--- Begin Exercise materials ---

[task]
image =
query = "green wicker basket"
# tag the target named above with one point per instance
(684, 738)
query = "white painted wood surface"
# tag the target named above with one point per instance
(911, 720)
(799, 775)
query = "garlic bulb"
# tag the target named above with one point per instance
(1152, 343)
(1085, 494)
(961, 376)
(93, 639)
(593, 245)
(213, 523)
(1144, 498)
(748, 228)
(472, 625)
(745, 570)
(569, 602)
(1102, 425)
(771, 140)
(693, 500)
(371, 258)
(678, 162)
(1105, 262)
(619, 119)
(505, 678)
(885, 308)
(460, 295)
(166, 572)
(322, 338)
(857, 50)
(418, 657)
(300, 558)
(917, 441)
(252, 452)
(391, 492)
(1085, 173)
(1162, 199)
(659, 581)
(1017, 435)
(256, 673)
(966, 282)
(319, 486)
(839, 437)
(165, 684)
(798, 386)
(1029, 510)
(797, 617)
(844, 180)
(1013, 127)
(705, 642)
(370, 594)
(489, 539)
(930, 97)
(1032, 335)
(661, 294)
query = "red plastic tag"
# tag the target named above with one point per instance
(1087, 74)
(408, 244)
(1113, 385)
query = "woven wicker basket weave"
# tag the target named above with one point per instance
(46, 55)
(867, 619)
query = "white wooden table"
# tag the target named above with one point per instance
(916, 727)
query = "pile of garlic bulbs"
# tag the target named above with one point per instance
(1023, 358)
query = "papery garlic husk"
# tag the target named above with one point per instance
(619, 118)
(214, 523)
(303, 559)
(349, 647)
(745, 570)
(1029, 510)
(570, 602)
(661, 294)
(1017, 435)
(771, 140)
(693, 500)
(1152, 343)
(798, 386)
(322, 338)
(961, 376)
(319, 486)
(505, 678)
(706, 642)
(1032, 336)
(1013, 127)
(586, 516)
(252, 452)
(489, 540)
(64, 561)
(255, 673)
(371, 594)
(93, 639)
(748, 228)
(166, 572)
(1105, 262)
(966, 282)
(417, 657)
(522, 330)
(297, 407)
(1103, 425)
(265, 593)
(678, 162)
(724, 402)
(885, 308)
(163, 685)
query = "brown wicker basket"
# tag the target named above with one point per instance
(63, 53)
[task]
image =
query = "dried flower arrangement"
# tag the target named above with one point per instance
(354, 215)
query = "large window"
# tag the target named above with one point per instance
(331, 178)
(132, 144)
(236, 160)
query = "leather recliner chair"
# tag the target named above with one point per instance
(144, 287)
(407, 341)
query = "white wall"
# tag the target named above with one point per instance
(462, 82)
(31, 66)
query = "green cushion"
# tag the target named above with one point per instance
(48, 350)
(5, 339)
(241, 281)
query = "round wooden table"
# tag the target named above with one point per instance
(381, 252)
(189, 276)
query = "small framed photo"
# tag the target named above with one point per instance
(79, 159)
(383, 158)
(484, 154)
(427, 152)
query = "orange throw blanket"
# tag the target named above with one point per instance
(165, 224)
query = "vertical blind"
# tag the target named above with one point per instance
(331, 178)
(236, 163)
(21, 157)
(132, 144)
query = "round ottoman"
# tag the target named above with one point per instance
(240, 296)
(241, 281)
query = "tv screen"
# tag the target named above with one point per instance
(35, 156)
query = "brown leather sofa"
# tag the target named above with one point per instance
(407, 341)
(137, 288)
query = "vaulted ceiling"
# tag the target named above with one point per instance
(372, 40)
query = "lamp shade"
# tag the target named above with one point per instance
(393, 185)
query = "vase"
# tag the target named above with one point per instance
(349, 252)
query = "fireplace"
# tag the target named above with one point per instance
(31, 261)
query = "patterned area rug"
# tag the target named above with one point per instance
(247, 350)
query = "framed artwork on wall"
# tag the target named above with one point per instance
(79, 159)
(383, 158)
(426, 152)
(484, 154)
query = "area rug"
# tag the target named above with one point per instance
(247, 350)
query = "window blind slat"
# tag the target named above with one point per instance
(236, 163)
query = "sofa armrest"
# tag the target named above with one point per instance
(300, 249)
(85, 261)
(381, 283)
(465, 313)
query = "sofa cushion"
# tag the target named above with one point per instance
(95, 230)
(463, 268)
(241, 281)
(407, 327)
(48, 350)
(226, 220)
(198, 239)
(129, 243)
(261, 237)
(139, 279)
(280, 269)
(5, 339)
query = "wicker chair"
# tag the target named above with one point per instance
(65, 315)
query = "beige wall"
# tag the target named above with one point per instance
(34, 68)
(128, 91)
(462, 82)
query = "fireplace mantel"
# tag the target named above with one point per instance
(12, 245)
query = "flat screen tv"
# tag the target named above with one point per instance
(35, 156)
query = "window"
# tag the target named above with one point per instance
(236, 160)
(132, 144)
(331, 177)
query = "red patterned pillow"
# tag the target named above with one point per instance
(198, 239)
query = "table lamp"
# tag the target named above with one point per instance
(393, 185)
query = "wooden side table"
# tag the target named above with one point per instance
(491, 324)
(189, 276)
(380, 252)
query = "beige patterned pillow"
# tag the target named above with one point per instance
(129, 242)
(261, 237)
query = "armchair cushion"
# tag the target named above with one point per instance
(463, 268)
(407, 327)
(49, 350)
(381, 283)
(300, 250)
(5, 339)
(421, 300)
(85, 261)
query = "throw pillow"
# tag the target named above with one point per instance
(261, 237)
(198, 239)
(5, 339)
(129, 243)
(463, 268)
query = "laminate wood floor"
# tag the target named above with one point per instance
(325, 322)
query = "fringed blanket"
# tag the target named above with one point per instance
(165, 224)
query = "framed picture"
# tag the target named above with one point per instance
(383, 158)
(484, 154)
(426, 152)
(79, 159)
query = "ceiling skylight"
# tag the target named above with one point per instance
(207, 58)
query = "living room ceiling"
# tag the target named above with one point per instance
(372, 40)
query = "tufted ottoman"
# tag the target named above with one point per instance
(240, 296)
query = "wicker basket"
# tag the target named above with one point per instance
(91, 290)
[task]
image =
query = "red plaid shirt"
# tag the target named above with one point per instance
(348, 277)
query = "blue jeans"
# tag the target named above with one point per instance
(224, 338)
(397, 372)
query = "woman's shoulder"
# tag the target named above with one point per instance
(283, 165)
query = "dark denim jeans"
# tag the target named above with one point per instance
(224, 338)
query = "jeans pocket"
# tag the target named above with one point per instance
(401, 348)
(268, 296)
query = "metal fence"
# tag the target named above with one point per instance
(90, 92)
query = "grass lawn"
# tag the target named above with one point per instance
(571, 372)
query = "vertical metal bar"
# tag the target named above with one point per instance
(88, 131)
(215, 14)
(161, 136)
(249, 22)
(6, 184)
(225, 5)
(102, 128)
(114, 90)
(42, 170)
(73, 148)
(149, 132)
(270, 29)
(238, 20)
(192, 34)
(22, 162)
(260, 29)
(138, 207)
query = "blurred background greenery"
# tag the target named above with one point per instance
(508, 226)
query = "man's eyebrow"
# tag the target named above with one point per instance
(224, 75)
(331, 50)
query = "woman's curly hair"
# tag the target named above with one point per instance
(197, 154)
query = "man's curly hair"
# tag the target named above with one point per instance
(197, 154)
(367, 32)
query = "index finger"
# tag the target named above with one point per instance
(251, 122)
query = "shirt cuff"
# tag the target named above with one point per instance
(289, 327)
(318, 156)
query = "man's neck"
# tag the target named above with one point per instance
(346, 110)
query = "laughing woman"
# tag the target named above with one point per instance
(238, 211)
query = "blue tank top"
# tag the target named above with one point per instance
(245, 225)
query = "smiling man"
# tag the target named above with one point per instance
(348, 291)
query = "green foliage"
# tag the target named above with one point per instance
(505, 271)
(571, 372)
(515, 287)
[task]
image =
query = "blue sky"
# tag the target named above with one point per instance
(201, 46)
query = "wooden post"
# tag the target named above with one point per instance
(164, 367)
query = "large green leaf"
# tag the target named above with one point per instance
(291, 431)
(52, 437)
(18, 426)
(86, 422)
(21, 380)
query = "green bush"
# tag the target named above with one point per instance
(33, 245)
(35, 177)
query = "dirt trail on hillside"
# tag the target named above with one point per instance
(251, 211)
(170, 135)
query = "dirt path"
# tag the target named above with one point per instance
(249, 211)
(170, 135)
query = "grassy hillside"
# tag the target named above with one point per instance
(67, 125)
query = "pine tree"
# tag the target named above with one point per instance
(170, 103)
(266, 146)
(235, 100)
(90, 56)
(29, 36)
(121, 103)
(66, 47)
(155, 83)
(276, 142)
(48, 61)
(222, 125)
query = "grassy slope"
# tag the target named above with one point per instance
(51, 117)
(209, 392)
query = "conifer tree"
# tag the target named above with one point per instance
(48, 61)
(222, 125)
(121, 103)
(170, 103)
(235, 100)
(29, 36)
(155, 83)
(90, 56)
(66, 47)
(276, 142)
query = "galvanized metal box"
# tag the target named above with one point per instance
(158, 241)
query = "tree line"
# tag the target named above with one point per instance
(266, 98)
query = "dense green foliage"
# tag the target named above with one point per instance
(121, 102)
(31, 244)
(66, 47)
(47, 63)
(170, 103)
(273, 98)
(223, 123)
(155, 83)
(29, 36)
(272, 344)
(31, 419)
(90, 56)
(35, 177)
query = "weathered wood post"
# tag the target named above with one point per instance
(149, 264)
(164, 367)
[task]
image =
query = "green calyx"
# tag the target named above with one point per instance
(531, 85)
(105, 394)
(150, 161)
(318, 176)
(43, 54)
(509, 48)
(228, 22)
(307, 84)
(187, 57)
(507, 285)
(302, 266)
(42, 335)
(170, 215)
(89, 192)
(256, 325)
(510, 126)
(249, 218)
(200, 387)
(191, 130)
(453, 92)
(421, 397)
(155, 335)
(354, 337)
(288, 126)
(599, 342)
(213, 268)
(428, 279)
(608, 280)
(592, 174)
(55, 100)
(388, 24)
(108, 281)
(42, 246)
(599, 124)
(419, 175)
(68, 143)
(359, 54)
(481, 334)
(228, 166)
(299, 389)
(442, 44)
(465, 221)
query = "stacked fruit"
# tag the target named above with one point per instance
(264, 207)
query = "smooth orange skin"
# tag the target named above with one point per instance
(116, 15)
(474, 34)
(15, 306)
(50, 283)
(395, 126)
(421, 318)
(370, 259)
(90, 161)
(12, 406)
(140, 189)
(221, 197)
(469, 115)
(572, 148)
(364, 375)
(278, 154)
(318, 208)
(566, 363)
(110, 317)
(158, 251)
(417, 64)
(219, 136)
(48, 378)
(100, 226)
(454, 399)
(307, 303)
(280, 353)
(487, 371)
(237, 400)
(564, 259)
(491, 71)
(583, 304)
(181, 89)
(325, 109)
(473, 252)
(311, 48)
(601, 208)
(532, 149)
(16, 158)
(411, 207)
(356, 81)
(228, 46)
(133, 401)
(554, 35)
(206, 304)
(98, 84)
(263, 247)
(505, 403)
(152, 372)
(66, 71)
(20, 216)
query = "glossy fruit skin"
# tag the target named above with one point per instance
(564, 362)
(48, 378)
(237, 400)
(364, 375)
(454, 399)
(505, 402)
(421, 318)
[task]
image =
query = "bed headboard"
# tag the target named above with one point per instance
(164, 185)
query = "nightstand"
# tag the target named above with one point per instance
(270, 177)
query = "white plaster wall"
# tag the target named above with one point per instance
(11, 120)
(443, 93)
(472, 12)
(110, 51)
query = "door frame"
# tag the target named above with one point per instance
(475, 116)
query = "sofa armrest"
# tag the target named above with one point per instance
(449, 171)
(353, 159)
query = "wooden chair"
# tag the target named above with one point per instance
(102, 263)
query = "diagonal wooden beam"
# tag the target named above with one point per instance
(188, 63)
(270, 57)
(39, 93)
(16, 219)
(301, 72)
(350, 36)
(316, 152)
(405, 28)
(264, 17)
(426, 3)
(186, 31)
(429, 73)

--- End Exercise materials ---

Stated problem ▸ Gather every line from the listing above that contains the word "patterned", and copy each one in full. Only matches with the same capitalization count.

Result for this task ▸
query = "patterned area rug"
query = "red patterned pillow"
query = "beige patterned pillow"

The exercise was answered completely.